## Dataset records
== == ==

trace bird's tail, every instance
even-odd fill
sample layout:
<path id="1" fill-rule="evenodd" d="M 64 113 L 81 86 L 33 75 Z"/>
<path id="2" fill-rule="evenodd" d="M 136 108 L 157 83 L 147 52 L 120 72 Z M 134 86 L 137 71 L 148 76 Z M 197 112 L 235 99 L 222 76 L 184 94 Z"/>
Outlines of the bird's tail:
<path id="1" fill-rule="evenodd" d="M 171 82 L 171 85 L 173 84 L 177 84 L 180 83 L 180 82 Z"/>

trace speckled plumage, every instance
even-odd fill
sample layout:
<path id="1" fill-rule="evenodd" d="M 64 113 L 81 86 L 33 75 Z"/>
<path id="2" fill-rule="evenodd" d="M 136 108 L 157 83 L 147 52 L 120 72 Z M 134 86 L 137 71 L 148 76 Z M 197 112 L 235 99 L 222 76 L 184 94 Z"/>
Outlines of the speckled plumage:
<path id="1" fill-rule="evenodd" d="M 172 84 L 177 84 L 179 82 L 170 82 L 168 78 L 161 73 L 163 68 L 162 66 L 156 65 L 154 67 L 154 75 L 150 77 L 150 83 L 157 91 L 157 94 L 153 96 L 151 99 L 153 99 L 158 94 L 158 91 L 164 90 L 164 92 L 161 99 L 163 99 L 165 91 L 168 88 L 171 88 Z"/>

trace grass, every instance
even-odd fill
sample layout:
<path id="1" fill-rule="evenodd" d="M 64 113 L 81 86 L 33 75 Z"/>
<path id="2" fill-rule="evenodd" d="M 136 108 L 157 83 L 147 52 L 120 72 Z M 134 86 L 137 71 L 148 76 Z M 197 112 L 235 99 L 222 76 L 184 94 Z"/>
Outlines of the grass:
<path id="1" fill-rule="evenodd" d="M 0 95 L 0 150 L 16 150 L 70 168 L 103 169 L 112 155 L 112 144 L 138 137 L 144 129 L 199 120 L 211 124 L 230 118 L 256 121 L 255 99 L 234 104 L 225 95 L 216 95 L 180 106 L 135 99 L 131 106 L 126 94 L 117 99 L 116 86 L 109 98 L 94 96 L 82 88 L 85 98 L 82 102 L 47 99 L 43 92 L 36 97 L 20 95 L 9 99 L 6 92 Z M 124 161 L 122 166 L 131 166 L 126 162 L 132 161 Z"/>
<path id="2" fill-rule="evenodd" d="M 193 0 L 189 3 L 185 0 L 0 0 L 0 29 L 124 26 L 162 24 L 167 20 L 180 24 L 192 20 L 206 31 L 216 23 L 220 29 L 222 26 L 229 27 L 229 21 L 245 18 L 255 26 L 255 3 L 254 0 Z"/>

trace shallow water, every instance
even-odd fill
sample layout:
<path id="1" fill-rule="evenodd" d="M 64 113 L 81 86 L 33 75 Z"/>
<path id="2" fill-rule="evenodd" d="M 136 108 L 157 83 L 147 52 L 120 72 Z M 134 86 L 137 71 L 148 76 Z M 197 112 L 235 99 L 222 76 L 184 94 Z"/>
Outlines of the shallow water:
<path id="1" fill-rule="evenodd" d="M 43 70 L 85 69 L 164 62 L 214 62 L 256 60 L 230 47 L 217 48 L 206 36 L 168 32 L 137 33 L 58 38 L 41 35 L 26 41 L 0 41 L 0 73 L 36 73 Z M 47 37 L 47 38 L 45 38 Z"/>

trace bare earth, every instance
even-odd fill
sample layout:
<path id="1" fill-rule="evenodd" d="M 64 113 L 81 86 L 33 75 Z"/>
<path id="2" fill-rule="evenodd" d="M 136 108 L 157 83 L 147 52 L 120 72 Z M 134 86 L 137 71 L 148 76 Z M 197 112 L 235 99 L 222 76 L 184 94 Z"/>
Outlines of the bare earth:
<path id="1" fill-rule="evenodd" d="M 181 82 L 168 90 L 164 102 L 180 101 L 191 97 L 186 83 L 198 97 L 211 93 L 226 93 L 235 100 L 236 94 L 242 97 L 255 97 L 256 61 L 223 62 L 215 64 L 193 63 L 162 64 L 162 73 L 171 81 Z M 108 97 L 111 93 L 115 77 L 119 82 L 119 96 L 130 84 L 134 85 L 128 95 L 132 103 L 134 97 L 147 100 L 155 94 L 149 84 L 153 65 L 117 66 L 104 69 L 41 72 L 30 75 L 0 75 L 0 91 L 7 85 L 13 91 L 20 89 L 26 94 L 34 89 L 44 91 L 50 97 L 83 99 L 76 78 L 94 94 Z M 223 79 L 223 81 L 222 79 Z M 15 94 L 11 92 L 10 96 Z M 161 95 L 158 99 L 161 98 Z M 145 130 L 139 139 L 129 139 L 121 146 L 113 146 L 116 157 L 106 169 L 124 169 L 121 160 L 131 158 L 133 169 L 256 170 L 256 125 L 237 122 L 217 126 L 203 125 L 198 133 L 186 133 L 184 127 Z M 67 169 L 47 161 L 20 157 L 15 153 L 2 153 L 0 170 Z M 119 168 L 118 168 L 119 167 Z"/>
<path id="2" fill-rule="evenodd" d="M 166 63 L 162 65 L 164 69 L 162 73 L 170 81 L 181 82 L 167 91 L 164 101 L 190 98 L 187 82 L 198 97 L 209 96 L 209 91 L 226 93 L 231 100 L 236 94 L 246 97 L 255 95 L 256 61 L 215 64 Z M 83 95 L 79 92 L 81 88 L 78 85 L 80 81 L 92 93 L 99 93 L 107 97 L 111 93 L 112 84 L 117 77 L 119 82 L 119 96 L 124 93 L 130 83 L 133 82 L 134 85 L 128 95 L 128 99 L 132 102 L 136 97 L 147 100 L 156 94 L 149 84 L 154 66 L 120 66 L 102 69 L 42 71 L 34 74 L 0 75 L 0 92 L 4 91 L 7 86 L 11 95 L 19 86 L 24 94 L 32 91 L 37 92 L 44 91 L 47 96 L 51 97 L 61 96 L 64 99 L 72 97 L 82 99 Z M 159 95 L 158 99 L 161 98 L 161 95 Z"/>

== == ==

Turn every line of the records above into a numbered list, leaving out the blank lines.

1. trace bird's tail, every instance
2. even-odd fill
3. sample layout:
4. <path id="1" fill-rule="evenodd" d="M 64 113 L 81 86 L 33 75 Z"/>
5. <path id="2" fill-rule="evenodd" d="M 136 108 L 157 83 L 147 52 L 120 72 Z M 134 86 L 137 71 L 148 76 Z M 197 112 L 235 99 L 222 76 L 184 94 Z"/>
6. Outlines of the bird's tail:
7. <path id="1" fill-rule="evenodd" d="M 171 82 L 171 85 L 173 84 L 177 84 L 180 83 L 180 82 Z"/>
8. trace speckled plumage, every instance
9. even-odd fill
10. sample layout:
11. <path id="1" fill-rule="evenodd" d="M 64 113 L 81 86 L 33 75 Z"/>
12. <path id="2" fill-rule="evenodd" d="M 136 108 L 157 83 L 147 52 L 120 72 Z M 134 86 L 137 71 L 148 76 Z M 197 112 L 235 99 L 222 76 L 184 94 Z"/>
13. Outlines of the speckled plumage:
14. <path id="1" fill-rule="evenodd" d="M 172 84 L 177 84 L 179 82 L 170 82 L 168 78 L 161 73 L 163 68 L 162 66 L 156 65 L 154 67 L 154 75 L 150 77 L 150 83 L 157 91 L 157 94 L 153 96 L 151 99 L 153 99 L 158 94 L 158 91 L 164 90 L 164 92 L 161 99 L 163 99 L 165 91 L 168 88 L 171 88 Z"/>
15. trace grass, every instance
16. even-odd fill
17. sample layout:
18. <path id="1" fill-rule="evenodd" d="M 64 113 L 81 86 L 33 75 Z"/>
19. <path id="2" fill-rule="evenodd" d="M 136 108 L 157 83 L 147 52 L 120 72 Z M 134 86 L 137 71 L 148 76 Z M 197 112 L 235 99 L 222 76 L 184 94 Z"/>
20. Outlines of the grass:
21. <path id="1" fill-rule="evenodd" d="M 0 95 L 0 150 L 16 150 L 70 168 L 103 169 L 112 155 L 112 144 L 138 137 L 144 129 L 199 120 L 211 124 L 230 118 L 256 121 L 255 99 L 234 104 L 225 95 L 216 95 L 180 106 L 135 99 L 131 106 L 126 94 L 117 99 L 116 86 L 109 98 L 94 96 L 82 88 L 85 98 L 82 102 L 47 99 L 43 92 L 36 97 L 20 95 L 9 99 L 6 92 Z M 124 161 L 122 166 L 131 166 L 126 162 L 132 161 Z"/>
22. <path id="2" fill-rule="evenodd" d="M 193 0 L 189 3 L 185 0 L 0 0 L 0 29 L 124 26 L 162 24 L 167 20 L 180 24 L 192 20 L 206 31 L 216 23 L 220 29 L 222 26 L 229 27 L 229 21 L 245 18 L 255 26 L 255 3 L 254 0 Z"/>
23. trace shallow water, every instance
24. even-odd fill
25. sample layout:
26. <path id="1" fill-rule="evenodd" d="M 64 113 L 81 86 L 33 75 Z"/>
27. <path id="2" fill-rule="evenodd" d="M 136 108 L 157 83 L 147 52 L 120 72 Z M 134 86 L 137 71 L 148 76 Z M 197 112 L 235 99 L 222 76 L 184 94 Z"/>
28. Outlines of the shallow water:
29. <path id="1" fill-rule="evenodd" d="M 43 70 L 85 69 L 164 62 L 214 62 L 256 60 L 230 47 L 217 48 L 206 36 L 168 32 L 137 33 L 58 38 L 41 35 L 26 41 L 0 41 L 0 73 L 36 73 Z M 47 37 L 47 38 L 45 38 Z"/>
30. trace bare earth, every instance
31. even-odd fill
32. sample layout:
33. <path id="1" fill-rule="evenodd" d="M 64 113 L 81 86 L 33 75 Z"/>
34. <path id="2" fill-rule="evenodd" d="M 136 108 L 157 83 L 147 52 L 120 72 Z M 134 86 L 137 71 L 148 76 Z M 197 112 L 235 99 L 222 76 L 184 94 Z"/>
35. Outlines of the bare earth:
36. <path id="1" fill-rule="evenodd" d="M 181 82 L 168 90 L 164 102 L 180 101 L 191 97 L 186 83 L 198 97 L 211 93 L 226 93 L 235 100 L 236 94 L 242 97 L 255 97 L 256 61 L 223 62 L 215 64 L 193 63 L 162 64 L 162 73 L 171 81 Z M 108 97 L 111 93 L 115 77 L 119 82 L 119 96 L 130 84 L 134 85 L 128 95 L 132 103 L 134 97 L 147 100 L 155 94 L 149 84 L 153 65 L 117 66 L 104 69 L 41 72 L 30 75 L 0 75 L 0 91 L 7 85 L 13 91 L 20 89 L 26 94 L 34 89 L 44 91 L 50 97 L 83 99 L 76 78 L 94 94 Z M 223 79 L 223 81 L 222 79 Z M 15 94 L 11 92 L 10 96 Z M 161 95 L 158 99 L 161 98 Z M 145 130 L 139 139 L 129 139 L 121 146 L 113 146 L 116 157 L 106 169 L 124 169 L 121 160 L 131 158 L 133 169 L 256 170 L 256 125 L 237 122 L 217 126 L 203 125 L 198 133 L 186 133 L 184 127 Z M 67 169 L 47 161 L 20 157 L 15 153 L 2 153 L 0 170 Z M 119 168 L 118 168 L 119 167 Z"/>
37. <path id="2" fill-rule="evenodd" d="M 166 63 L 162 65 L 164 69 L 162 73 L 170 81 L 181 82 L 167 91 L 164 101 L 190 98 L 187 82 L 198 97 L 209 96 L 209 91 L 226 93 L 231 100 L 236 94 L 246 97 L 255 95 L 256 61 L 215 64 Z M 83 95 L 79 92 L 81 88 L 78 85 L 80 81 L 92 93 L 99 93 L 107 97 L 111 93 L 112 84 L 117 77 L 119 82 L 119 96 L 124 93 L 130 83 L 133 82 L 134 85 L 128 95 L 128 99 L 132 102 L 136 97 L 147 100 L 156 94 L 149 84 L 154 66 L 120 66 L 102 69 L 42 71 L 34 74 L 0 75 L 0 92 L 4 91 L 7 86 L 11 95 L 19 86 L 24 94 L 32 91 L 37 92 L 44 91 L 47 96 L 51 97 L 61 96 L 64 99 L 72 97 L 82 99 Z M 159 95 L 158 99 L 161 98 L 161 95 Z"/>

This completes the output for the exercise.